Location identification items:
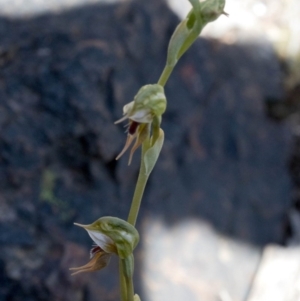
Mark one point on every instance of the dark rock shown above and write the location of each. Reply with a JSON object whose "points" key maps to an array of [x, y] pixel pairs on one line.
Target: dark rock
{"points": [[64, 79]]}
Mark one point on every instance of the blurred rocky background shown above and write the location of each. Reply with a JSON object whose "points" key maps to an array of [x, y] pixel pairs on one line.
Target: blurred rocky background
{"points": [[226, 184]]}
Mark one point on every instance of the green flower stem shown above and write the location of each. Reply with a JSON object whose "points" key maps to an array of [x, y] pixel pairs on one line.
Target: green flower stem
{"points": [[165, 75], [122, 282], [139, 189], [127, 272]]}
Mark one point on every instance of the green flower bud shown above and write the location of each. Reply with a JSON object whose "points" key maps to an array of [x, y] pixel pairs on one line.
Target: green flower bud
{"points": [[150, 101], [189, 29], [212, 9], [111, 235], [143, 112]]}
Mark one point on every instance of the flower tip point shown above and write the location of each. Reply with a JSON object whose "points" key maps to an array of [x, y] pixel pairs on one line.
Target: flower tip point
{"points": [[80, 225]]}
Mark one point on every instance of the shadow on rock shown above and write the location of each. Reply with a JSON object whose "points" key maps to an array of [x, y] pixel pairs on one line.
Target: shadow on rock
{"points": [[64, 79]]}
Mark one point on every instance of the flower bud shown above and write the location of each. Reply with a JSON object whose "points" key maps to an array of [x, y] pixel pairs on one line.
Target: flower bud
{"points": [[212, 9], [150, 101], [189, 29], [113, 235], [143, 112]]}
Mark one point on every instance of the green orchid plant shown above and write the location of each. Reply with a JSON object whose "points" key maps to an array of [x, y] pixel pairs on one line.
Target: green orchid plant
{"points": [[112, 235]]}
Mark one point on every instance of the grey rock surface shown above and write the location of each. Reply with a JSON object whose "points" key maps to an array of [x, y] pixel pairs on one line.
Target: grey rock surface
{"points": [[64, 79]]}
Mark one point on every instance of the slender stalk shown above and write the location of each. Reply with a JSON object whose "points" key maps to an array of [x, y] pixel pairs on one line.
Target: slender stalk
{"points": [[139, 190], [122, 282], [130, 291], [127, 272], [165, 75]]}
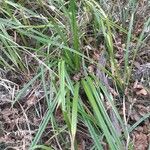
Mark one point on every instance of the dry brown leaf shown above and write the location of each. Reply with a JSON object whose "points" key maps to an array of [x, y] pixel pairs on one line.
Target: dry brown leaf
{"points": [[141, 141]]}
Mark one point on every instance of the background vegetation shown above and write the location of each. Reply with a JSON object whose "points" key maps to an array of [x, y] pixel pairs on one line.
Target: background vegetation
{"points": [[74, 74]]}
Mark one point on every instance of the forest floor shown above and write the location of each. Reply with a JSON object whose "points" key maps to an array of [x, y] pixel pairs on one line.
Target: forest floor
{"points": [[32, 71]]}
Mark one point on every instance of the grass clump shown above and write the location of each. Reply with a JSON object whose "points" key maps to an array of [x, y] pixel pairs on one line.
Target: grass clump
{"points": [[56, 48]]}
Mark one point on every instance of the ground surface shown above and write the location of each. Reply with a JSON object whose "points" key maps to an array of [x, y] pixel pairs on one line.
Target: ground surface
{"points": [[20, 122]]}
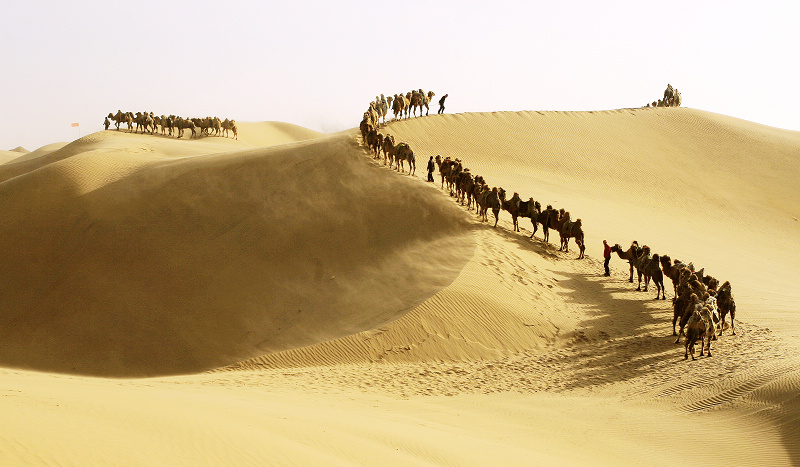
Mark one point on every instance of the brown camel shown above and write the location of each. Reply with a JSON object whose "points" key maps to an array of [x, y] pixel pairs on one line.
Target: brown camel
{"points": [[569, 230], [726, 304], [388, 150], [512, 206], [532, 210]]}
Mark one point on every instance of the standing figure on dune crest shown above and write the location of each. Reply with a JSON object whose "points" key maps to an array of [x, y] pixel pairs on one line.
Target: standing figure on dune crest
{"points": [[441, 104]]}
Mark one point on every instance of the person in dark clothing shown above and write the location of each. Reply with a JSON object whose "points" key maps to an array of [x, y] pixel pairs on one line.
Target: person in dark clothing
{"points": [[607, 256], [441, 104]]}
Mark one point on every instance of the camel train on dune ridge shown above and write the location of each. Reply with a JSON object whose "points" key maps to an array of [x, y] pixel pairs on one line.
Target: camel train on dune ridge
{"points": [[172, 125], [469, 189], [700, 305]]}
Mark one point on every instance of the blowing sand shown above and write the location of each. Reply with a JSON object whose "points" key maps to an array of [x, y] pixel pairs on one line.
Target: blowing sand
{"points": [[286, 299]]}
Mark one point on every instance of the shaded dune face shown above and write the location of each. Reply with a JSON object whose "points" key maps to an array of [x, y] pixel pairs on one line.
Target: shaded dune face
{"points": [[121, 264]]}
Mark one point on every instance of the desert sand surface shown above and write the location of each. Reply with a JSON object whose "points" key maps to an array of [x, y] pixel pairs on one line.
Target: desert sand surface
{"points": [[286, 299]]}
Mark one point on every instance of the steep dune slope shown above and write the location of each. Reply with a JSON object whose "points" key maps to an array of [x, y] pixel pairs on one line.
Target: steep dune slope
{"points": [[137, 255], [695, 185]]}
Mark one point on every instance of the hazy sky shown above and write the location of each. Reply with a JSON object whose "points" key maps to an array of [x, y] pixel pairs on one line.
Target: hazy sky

Requirements:
Copy every one of the records above word for word, leaving the pictures out.

Finished task:
Mark one point on every instance of the dark rock shown above and write the location of each. Reply with a JSON object whose "points" key maps to an array of [x, y] pixel pairs on one line.
Target: dark rock
{"points": [[64, 79]]}
Mark one point on every instance of the blurred rocky background shown above and write the location of each. Reply with a JSON object whose "points" key maps to an array of [x, y] pixel pairs on one line.
Target: blurred rocky background
{"points": [[226, 184]]}
Mark one point on every instance of the green flower stem shown above and write the location of each. Reply with a JSON object whose "points" key maps to an array of [x, y] pixel pairs on one line.
Target: green flower stem
{"points": [[165, 75], [122, 282], [139, 189], [127, 272]]}
Mark one point on every instance of the green flower bud shown above and write the location of each. Reply with a JSON object whose "points" key maps to an array of [x, y] pixel pairs on one line.
Target: green flower bud
{"points": [[150, 101], [189, 29], [212, 9], [111, 235], [143, 112]]}
Mark one point on every instance of the flower tip point shown above and write the location of each. Reply with a JSON object whose "points" key maps to an array of [x, y] pixel pairs on one line.
Target: flower tip point
{"points": [[80, 225]]}
Mark one point on every instance of the shadow on rock shown above and write the location of each. Reply with a JSON object whose "points" key maps to an array of [x, y] pixel pairs on one line.
Target: shadow on rock
{"points": [[64, 79]]}
Mark one point on every instance of the flower bud shown above and write the location of each. Reply with a JSON object whose "points" key maps to an array of [x, y] pixel pairs on one line.
Target: flower bud
{"points": [[212, 9], [150, 101], [189, 29], [113, 235], [143, 112]]}
Mark one point on every instance of the green orchid plant shown above and write the location of each. Reply with a JSON object whose "points" key maps to an array of [x, y] pixel pairs on one line.
Target: green orchid plant
{"points": [[112, 235]]}
Mark one point on every instance of the grey rock surface shown above and write the location of each. Reply with a JSON object whose "points" key maps to an array of [x, y] pixel pairs on one line.
Target: grey rock surface
{"points": [[64, 79]]}
Mark one point on every instance of the slender stalk shown above and write the location of each. Reply with a JSON object whose "points" key maps to an array of [x, y] pixel pairs on one line.
Target: slender stalk
{"points": [[139, 190], [122, 282], [130, 291], [127, 272], [165, 75]]}
Mark one point on every instance of the dry brown leaf shown above and write the location of each. Reply with a JSON object whose "points" key maps to an array of [x, y] pixel pairs on one line.
Target: dry brown leaf
{"points": [[141, 141]]}
Mark one point on every instance of the background vegetation shown above and write the location of each. Reply with a JSON object whose "points" key maps to an array of [x, y] pixel pairs on one line.
Target: background vegetation
{"points": [[74, 74]]}
Mark one point on every instance of the forest floor shown above and write the location of each. Reply with a JSON object whose "points" key maps to an array of [x, y] pixel pairs on one line.
Target: forest floor
{"points": [[32, 71]]}
Mark one point on every instance of the grass clump shown above and write the location of each. Reply with a JSON object whose "points" key maps to an array of [x, y] pixel pairs on one line.
Target: grass clump
{"points": [[56, 48]]}
Mark one point on every instance of the ground surface shown above and write the location of each. Reply with a JSON object whose "points" key maps to an array of [x, y] pixel pairs on one line.
Target: ground surface
{"points": [[20, 122]]}
Mark one point on every instance of the brown camel shown above and write the location of each. Reply with a JSON object whose "points" key maps to an array of [x, y] pixel pairs on one line.
Target: brown camel
{"points": [[569, 230], [726, 304], [388, 150], [512, 206], [532, 210]]}
Mark one point on every instance of the standing figure on dune crest shown above and write the location of each. Reply with a JSON object whose "points" key maps to an array of [x, y] pixel pairs on one line.
Target: standing figure on dune crest
{"points": [[441, 104]]}
Mark one point on every instance of the person in dark clothing shown above and write the location of each. Reply with a JSON object whose "points" key maps to an array of [x, y] pixel pairs on one line.
Target: person in dark clothing
{"points": [[607, 256], [441, 104]]}
Mark one point on every instance of the camel train on dune ridge shown above and write the location of each. Reply with a JSON object whose "points" key maps to an array of [x, y] pixel pairs on one line.
Target: camel train on dune ridge
{"points": [[172, 125], [469, 189], [700, 305]]}
Mark one point on every instance of the blowing sand shown above and write the location of each. Reply with a JSON object whose "points" key maps to an array of [x, y] pixel pairs on one line.
Target: blowing sand
{"points": [[286, 299]]}
Mark one point on every instance of the shaded dune face shown above and write the location of each. Reply with a JSON object whose "points" key maps to an array of [x, y] pixel pairs on one line.
Target: shaded dune face
{"points": [[121, 264]]}
Mark one point on every instance of the desert sand surface shown above and write the location of each. Reply with a JSON object whose "points" key maps to an array of [x, y] pixel pairs on one line.
Target: desert sand surface
{"points": [[286, 299]]}
Mark one point on every instance of the steep dune slope shown above and write the location of each. Reply with a JSON object whose "points" key maps to an array of [x, y] pixel pairs on one line.
Target: steep dune slope
{"points": [[137, 255], [695, 185]]}
Mark one point on every instance of the hazy sky shown above and write the location of each. Reply with a JSON object whose "points" key maps to an array of [x, y] pixel pairs on one line.
Target: hazy sky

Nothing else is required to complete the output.